--- Directions for this task ---
Please pull out every line in the entries below that contains the word "ankle", and copy each one. Case counts, so skip any line where the word is capitalized differently.
## begin
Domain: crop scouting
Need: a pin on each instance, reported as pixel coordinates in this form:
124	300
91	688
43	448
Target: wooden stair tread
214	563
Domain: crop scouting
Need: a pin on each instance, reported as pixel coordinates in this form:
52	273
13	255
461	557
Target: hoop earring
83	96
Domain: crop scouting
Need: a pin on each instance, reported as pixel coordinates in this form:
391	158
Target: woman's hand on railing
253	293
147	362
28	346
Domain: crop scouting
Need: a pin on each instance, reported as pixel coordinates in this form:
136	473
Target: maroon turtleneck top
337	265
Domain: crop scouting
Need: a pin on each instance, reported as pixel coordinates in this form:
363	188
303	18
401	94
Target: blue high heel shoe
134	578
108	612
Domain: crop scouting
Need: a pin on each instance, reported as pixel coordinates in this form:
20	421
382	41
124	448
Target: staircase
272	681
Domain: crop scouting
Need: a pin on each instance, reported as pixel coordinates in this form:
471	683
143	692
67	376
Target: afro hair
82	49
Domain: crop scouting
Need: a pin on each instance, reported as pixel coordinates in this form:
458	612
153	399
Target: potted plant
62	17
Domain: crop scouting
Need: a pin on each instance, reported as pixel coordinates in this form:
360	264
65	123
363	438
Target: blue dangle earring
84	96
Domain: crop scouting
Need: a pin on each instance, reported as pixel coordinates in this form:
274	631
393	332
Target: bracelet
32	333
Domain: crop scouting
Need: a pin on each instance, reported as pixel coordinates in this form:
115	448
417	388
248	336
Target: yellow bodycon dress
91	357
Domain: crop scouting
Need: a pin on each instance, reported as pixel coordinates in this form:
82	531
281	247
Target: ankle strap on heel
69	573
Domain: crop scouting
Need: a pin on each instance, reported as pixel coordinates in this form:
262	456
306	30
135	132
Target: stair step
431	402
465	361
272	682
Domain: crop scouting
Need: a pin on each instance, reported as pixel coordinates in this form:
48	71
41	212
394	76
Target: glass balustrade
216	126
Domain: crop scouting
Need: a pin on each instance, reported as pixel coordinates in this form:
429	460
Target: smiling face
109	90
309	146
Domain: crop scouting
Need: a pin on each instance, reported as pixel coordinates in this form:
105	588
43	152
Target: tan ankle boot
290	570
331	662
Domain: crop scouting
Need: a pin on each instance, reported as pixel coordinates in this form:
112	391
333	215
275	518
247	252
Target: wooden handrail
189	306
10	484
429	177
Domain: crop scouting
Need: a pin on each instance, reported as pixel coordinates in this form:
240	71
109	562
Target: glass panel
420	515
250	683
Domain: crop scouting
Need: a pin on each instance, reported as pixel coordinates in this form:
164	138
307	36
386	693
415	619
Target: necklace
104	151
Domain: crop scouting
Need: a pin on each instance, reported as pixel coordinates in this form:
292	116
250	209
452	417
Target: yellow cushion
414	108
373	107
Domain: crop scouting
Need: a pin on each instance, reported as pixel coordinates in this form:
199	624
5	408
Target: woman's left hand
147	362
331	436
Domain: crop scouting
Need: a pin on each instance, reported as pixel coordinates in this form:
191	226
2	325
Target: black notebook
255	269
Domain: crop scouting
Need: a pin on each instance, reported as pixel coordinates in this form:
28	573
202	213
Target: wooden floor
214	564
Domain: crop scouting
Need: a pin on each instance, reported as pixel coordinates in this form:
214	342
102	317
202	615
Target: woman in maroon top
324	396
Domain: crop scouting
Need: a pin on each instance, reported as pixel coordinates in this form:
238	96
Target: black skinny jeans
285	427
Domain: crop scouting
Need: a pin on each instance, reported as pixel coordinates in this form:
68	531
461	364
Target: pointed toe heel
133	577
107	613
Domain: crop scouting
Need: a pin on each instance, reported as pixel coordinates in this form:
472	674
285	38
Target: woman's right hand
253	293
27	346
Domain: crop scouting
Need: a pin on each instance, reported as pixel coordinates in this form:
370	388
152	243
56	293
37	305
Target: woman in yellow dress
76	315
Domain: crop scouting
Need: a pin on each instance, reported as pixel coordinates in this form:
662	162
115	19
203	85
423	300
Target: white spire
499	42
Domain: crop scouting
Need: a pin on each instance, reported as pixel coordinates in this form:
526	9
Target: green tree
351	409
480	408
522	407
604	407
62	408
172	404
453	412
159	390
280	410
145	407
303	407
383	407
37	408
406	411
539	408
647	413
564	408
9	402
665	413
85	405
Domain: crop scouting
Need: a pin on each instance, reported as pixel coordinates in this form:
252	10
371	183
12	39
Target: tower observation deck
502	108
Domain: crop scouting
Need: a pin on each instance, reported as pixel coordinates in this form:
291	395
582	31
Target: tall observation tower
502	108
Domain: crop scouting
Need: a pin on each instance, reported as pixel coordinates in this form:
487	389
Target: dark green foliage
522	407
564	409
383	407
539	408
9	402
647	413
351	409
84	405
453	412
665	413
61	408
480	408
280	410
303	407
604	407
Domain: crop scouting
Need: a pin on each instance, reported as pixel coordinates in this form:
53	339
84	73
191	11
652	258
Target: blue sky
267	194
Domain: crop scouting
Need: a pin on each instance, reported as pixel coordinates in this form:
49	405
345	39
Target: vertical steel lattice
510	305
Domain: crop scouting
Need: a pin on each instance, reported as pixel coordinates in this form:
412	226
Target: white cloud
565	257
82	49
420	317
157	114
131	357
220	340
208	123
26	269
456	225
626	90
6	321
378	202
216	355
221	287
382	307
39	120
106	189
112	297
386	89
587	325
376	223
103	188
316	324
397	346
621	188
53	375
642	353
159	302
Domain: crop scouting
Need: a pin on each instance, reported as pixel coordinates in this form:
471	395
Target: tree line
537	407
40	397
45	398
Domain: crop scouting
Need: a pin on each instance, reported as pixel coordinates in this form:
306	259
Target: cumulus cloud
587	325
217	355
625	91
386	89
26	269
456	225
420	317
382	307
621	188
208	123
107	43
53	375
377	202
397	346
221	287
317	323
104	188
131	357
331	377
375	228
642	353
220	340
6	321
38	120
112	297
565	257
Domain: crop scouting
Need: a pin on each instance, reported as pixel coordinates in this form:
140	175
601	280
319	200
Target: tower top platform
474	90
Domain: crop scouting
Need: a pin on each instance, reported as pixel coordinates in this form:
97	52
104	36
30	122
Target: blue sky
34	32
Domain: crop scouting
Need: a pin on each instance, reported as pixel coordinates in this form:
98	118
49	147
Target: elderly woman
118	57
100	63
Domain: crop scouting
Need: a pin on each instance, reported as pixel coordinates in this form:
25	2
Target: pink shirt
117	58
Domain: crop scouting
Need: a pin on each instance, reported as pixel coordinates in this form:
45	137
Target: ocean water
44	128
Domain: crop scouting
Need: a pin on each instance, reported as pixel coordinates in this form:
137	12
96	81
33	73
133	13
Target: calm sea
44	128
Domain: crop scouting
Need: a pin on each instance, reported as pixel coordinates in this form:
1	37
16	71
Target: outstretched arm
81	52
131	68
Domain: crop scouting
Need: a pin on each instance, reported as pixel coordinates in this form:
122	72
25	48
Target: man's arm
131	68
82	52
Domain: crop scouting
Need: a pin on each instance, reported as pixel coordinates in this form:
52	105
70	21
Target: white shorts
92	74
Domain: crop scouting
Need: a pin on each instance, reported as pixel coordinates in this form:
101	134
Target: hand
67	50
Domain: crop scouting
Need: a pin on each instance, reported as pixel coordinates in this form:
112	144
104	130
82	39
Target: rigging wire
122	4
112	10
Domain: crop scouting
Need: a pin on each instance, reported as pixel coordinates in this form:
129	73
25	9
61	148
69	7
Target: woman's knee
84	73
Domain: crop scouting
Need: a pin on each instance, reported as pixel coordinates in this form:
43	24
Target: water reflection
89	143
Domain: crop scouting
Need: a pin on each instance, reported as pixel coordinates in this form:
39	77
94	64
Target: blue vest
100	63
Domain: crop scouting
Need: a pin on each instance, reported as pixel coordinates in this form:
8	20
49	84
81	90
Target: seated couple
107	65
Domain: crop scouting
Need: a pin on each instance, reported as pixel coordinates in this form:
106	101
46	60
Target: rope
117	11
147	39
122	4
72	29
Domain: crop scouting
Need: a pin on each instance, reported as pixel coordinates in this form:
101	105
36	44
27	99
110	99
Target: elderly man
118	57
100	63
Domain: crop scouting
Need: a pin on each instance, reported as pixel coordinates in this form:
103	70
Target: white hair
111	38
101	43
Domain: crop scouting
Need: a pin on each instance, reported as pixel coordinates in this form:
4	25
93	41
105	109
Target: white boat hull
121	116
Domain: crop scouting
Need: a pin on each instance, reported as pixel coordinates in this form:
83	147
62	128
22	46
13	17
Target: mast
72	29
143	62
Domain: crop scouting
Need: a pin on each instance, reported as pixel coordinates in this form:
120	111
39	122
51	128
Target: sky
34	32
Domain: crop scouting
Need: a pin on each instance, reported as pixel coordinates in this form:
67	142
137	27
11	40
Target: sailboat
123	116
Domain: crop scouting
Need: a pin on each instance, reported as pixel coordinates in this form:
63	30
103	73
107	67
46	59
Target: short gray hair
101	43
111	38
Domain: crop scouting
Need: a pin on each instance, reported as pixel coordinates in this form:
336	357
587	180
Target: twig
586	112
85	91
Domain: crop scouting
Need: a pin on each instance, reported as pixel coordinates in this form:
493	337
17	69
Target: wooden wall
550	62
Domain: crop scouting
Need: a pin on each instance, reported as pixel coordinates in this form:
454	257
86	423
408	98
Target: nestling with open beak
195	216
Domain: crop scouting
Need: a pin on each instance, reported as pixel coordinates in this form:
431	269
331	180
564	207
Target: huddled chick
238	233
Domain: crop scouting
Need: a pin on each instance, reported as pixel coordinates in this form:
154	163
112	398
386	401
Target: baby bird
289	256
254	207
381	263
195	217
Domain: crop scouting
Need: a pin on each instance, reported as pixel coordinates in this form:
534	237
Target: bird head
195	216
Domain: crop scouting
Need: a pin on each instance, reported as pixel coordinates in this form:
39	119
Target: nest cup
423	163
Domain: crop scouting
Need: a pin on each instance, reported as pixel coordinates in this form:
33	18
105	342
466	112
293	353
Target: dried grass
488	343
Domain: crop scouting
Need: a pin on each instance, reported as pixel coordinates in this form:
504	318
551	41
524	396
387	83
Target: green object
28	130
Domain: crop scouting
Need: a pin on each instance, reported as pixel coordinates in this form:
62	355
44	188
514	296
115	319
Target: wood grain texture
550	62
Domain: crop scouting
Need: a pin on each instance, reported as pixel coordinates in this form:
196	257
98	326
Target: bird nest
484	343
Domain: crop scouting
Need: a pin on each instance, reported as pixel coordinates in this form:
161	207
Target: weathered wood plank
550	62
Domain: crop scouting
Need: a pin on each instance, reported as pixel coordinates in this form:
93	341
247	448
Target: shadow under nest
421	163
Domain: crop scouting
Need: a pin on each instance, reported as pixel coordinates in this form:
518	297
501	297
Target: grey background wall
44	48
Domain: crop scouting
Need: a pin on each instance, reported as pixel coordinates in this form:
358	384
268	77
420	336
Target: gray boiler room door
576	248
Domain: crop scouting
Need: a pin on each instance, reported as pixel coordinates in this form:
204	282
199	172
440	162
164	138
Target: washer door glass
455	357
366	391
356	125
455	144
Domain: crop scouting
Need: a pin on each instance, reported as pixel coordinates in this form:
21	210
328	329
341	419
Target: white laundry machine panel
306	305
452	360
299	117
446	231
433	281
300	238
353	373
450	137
## end
--- The solution ---
Target: ankle strap on heel
Target: tan ankle boot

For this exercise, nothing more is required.